» **Work request**
Please give back an exact reproduction of the lines from the one with "Lab microscope feed — the researcher is looking for the stacked" through the end of the entries below, and no others.

» **Data under study**

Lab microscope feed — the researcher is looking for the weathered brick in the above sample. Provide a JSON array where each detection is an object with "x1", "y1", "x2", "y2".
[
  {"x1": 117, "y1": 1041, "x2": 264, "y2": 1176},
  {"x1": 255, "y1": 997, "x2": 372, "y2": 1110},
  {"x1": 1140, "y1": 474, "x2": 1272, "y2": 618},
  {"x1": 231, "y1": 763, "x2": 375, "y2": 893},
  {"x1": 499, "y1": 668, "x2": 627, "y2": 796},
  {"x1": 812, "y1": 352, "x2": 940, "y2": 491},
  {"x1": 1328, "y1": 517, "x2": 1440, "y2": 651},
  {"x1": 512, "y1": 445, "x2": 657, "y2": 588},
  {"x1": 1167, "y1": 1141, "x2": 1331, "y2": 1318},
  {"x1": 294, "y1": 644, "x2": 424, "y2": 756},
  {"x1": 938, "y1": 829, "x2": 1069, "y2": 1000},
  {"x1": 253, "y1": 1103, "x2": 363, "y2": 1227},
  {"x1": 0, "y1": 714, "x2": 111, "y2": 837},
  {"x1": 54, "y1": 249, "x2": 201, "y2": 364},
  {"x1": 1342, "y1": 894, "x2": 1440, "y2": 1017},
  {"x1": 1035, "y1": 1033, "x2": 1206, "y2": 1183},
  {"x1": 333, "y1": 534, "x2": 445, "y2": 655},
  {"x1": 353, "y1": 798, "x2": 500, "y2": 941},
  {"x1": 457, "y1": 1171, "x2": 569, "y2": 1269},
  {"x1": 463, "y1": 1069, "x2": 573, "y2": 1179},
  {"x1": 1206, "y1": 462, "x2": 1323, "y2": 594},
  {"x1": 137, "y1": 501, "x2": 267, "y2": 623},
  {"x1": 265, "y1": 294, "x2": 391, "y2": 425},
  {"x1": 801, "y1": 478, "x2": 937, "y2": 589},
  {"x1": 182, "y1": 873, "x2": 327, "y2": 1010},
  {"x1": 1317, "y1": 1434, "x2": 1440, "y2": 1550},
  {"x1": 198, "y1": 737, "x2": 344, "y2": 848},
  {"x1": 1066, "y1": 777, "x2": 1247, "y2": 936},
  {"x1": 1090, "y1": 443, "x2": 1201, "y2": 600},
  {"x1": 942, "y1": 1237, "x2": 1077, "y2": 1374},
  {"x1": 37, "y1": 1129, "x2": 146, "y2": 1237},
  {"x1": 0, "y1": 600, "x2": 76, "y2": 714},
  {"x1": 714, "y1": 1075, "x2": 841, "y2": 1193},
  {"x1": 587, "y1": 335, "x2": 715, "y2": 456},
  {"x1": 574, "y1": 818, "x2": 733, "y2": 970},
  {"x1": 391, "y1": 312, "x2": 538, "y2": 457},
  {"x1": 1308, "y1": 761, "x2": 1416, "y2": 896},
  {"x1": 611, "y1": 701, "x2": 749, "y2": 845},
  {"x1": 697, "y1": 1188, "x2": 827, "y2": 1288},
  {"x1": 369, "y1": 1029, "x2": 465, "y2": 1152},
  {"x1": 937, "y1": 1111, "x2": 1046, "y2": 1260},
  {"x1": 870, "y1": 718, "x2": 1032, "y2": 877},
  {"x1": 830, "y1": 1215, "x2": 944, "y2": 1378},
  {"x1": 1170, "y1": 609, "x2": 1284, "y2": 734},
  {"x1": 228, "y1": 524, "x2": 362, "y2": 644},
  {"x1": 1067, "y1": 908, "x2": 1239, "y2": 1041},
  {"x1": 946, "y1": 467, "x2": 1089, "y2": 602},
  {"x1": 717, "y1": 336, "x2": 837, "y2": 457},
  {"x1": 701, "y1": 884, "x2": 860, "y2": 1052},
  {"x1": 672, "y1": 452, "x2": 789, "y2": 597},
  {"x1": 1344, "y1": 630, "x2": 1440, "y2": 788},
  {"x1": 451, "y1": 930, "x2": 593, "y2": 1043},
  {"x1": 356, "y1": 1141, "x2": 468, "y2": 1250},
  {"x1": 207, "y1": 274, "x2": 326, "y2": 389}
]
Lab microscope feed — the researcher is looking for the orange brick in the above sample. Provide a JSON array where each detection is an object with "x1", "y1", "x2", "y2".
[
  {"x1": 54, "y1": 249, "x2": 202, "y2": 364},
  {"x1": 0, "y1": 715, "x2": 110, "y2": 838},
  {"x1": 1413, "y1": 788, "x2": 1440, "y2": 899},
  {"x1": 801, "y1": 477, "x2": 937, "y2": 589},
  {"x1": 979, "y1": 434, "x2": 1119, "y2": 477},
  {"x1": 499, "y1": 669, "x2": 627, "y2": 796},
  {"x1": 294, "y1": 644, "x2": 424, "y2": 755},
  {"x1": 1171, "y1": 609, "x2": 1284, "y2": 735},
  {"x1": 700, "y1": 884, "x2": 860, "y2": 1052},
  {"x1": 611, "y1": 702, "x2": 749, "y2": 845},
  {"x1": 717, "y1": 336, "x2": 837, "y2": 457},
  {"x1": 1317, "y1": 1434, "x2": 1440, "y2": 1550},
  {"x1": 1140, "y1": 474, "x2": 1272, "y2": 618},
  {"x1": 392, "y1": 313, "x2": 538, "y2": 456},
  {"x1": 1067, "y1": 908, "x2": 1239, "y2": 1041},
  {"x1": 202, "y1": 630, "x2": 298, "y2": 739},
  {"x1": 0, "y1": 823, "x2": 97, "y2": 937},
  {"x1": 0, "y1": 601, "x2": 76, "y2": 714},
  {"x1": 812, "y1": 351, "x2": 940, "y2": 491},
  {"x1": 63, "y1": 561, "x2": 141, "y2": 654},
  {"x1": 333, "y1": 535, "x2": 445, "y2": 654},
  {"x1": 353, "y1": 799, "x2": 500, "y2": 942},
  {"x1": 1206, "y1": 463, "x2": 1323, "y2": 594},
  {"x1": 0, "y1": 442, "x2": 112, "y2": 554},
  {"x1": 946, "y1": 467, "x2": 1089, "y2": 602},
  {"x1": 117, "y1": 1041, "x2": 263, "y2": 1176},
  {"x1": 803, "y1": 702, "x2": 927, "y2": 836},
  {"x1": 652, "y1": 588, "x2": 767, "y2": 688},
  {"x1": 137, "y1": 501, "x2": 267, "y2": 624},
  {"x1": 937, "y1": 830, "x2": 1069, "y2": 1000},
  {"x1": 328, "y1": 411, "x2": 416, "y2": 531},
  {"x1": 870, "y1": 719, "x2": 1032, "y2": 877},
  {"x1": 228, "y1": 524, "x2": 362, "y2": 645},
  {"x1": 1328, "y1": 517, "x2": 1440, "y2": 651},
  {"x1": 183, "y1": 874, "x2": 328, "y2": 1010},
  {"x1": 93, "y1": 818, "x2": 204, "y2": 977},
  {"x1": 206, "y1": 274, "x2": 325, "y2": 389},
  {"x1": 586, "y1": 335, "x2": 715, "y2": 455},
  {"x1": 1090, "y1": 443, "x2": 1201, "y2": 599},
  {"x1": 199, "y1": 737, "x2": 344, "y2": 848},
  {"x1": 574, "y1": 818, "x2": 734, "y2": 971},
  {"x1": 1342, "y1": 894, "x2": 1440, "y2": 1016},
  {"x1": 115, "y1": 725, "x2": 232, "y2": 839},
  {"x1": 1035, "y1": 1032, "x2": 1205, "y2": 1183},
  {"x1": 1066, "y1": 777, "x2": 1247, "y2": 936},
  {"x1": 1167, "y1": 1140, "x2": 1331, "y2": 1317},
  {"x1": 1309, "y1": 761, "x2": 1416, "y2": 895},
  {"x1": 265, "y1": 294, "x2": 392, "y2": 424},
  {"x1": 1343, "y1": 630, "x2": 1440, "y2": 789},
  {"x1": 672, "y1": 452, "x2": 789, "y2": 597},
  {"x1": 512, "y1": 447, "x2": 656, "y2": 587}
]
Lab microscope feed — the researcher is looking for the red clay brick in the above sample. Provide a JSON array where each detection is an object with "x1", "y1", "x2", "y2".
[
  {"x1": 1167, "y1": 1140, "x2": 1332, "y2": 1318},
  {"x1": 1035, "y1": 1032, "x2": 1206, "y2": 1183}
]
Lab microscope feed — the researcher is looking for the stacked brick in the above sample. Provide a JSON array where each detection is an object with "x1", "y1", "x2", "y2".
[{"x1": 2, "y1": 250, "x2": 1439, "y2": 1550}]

» **Result**
Lab microscope feed — the researcher is looking for the stacked brick in the above sample. Provide a JSON array where each detection is an object with "x1", "y1", "x2", "y2".
[{"x1": 2, "y1": 250, "x2": 1439, "y2": 1550}]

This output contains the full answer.